[Stored data entries]
▶
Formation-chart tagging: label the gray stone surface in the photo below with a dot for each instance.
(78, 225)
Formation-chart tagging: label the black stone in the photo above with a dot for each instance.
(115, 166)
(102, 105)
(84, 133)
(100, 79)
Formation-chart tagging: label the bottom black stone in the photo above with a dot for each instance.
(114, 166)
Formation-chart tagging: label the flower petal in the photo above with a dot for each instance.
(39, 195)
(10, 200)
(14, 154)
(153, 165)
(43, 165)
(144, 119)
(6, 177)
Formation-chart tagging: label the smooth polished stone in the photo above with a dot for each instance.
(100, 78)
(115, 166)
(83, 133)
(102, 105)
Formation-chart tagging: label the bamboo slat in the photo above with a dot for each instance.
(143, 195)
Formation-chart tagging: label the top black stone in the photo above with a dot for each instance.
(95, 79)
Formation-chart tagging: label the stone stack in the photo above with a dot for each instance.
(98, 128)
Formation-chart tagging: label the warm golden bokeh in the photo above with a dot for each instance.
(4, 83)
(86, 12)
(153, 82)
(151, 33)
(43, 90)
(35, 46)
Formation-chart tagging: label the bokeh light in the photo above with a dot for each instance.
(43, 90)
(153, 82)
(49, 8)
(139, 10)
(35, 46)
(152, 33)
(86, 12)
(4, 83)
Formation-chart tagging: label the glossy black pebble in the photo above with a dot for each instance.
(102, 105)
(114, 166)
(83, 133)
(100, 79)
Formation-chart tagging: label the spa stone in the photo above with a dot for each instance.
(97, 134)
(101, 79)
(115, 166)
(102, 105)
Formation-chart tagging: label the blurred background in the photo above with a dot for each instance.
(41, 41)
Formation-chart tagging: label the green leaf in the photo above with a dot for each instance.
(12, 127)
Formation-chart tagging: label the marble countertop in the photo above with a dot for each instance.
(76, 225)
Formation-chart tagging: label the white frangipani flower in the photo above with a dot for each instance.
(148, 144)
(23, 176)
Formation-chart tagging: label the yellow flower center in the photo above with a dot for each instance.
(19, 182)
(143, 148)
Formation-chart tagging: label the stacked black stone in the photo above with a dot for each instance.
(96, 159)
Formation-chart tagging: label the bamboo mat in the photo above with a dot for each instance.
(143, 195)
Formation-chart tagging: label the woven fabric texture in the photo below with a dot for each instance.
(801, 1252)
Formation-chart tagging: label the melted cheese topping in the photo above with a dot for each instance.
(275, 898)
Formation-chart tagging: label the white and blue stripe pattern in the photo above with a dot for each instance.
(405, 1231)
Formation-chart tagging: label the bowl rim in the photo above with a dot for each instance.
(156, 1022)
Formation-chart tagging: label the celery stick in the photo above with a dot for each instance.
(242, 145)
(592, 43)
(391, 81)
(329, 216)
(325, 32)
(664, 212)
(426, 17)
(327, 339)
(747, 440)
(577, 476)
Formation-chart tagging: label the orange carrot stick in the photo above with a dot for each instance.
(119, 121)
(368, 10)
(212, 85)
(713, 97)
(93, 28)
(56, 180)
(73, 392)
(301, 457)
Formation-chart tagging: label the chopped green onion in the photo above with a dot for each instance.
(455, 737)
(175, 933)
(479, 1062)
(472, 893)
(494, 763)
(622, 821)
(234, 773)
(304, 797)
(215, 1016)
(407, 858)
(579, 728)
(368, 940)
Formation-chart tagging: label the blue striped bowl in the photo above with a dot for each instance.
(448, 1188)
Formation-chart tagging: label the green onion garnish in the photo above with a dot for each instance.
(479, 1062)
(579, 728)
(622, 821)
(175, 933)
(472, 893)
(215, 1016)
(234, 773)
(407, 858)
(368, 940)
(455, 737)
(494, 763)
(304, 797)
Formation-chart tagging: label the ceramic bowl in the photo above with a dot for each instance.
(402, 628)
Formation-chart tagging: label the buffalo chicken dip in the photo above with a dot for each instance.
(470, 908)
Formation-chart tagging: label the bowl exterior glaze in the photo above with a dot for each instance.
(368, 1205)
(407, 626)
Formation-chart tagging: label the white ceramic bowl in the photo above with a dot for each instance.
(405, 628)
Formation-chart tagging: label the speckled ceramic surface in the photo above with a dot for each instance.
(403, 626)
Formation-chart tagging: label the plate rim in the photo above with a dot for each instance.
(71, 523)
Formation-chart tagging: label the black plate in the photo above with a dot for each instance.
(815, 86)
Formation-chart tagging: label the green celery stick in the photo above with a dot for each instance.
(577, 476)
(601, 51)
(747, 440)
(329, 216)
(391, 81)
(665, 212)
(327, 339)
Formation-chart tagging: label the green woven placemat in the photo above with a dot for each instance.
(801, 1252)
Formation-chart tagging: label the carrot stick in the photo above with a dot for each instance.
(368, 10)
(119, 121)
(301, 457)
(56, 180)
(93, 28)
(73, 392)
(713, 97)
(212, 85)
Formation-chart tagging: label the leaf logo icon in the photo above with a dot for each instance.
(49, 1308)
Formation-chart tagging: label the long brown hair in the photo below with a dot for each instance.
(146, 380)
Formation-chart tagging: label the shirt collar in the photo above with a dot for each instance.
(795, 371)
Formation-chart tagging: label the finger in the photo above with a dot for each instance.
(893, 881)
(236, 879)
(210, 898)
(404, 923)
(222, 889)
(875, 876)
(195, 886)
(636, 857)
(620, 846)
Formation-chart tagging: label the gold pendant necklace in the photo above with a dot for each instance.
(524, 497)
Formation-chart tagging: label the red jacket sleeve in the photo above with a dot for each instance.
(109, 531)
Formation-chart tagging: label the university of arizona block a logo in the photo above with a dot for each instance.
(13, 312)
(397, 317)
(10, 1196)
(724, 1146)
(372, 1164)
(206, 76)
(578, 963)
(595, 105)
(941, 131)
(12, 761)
◀
GOAL OF THE EXERCISE:
Print all of the entries exactly, leaving nothing out.

EXERCISE SOLUTION:
Formation-chart tagging: label the gray stone surface in the photo below with a dot for each instance.
(78, 225)
Formation-chart tagging: label the black stone in the photo above with a dot for each instance.
(115, 166)
(102, 105)
(84, 133)
(100, 79)
Formation-chart tagging: label the bottom black stone in the photo above with a dot for each instance.
(114, 166)
Formation-chart tagging: label the flower petal in the photo above with a dot for each instance.
(39, 195)
(10, 200)
(14, 154)
(153, 165)
(43, 165)
(144, 119)
(6, 177)
Formation-chart tagging: label the smooth polished stone in the photo above with a dot for each instance.
(100, 78)
(115, 166)
(83, 133)
(102, 105)
Formation-chart tagging: label the bamboo slat in the photo above with a dot for each instance.
(143, 195)
Formation-chart tagging: label the top black stone in the photo above with a dot for each instance.
(95, 79)
Formation-chart tagging: label the stone stack in the photo above with a dot for each instance.
(98, 128)
Formation-chart tagging: label the warm golden bokeh in the photo above with a dot for each instance.
(4, 83)
(86, 12)
(153, 82)
(151, 33)
(43, 90)
(35, 46)
Formation-chart tagging: label the bokeh light in the photo above with a dot for each instance.
(43, 90)
(153, 82)
(49, 8)
(139, 10)
(35, 46)
(152, 33)
(86, 12)
(4, 83)
Formation-chart tagging: label the glossy black pebble in the photo above with a dot for each instance.
(102, 105)
(114, 166)
(83, 133)
(100, 79)
Formation-chart tagging: label the spa stone in the photo above with a dot for each instance.
(97, 134)
(101, 79)
(115, 166)
(102, 105)
Formation-chart tagging: label the blurred background in the photo above with a dot for each instance.
(41, 41)
Formation-chart tagging: label the green leaf in the photo above with a dot for each instance.
(12, 127)
Formation-chart tagging: label the marble countertop in the photo above with a dot for each instance.
(76, 225)
Formation-chart tagging: label the white frangipani flower in the photo above with a dot for each instance.
(148, 144)
(23, 176)
Formation-chart tagging: label the yellow flower center in the photo above with a dot for each instance.
(19, 182)
(143, 148)
Formation-chart tagging: label the stacked black stone in the photo above with a dot for each instance.
(96, 159)
Formation-chart tagging: label the bamboo mat in the photo above with a dot for each instance.
(143, 195)
Formation-chart tagging: label the woven fabric texture in the photo below with a dot for each instance.
(801, 1252)
Formation-chart tagging: label the melted cheese topping in the photo above with a dot for each instance.
(275, 898)
Formation-chart tagging: label the white and blue stripe pattern in the photo above with a dot for each instance.
(405, 1231)
Formation-chart tagging: label the bowl rim in the photo above with a dot for each instance.
(156, 1022)
Formation-chart tagging: label the celery stick in the photo above with a dot for each instance.
(242, 145)
(592, 43)
(391, 81)
(329, 216)
(325, 32)
(664, 212)
(426, 17)
(327, 339)
(747, 440)
(577, 476)
Formation-chart tagging: label the orange carrot stick in the photo above with a dot for each instance.
(119, 121)
(368, 10)
(212, 85)
(713, 97)
(93, 28)
(56, 180)
(73, 392)
(301, 457)
Formation-chart tagging: label the chopped green onion in the photo above with a dot for each instance.
(455, 737)
(175, 933)
(479, 1062)
(472, 893)
(494, 763)
(622, 821)
(234, 773)
(304, 797)
(215, 1016)
(407, 858)
(579, 728)
(368, 940)
Formation-chart tagging: label the blue striped bowl in the photo above with a dot for each instance.
(448, 1188)
Formation-chart tagging: label the green onion garnish in the photo above with a dot for each instance.
(479, 1062)
(579, 728)
(622, 821)
(175, 933)
(472, 893)
(215, 1016)
(234, 773)
(407, 858)
(368, 940)
(455, 737)
(494, 763)
(304, 797)
Formation-chart tagging: label the ceramic bowl in the photo above with a dot for each instance.
(402, 628)
Formation-chart tagging: label the buffalo chicken dip in the photo above with a dot for each instance.
(470, 908)
Formation-chart tagging: label the bowl exterior glaze in the photo above with a dot for each instance.
(368, 1205)
(407, 626)
Formation-chart tagging: label the white ceramic bowl in the photo above with a dot for each instance.
(405, 628)
Formation-chart tagging: label the speckled ceramic surface in the photo above with a dot for each instance.
(403, 626)
Formation-chart tagging: label the plate rim in the photo above with a dot for each instance.
(71, 523)
Formation-chart tagging: label the black plate in the photo above with a dot for each instance.
(815, 86)
Formation-chart tagging: label the green celery stick in the photo above with a dot for each instance.
(577, 476)
(601, 51)
(747, 440)
(329, 216)
(391, 81)
(665, 212)
(327, 339)
Formation-chart tagging: label the green woven placemat in the photo above with a dot for each instance.
(801, 1252)
Formation-chart tagging: label the carrot stick in the photo above with a dot for each instance.
(368, 10)
(119, 121)
(301, 457)
(56, 180)
(93, 28)
(73, 392)
(713, 97)
(212, 85)
Formation-chart tagging: label the leaf logo icon in the photo above with a dot for each instance.
(49, 1308)
Formation-chart tagging: label the long brown hair in the photo below with a dot for each instance.
(146, 380)
Formation-chart tagging: label the shirt collar in the photo above with a dot for each instance.
(795, 371)
Formation-chart tagging: label the finger in the photo above with a dot for each instance.
(893, 881)
(236, 879)
(210, 898)
(404, 923)
(222, 889)
(875, 876)
(195, 886)
(636, 857)
(620, 846)
Formation-chart tagging: label the gold pendant necklace in the photo above with a dot for each instance.
(524, 497)
Formation-chart tagging: label the red jacket sleeve in the photo above with a dot for each instance.
(109, 531)
Formation-chart tagging: label the university of arizona block a logo in the photo above with a dot for each instance.
(13, 312)
(397, 317)
(10, 1196)
(724, 1146)
(372, 1164)
(206, 76)
(578, 963)
(595, 105)
(941, 131)
(12, 761)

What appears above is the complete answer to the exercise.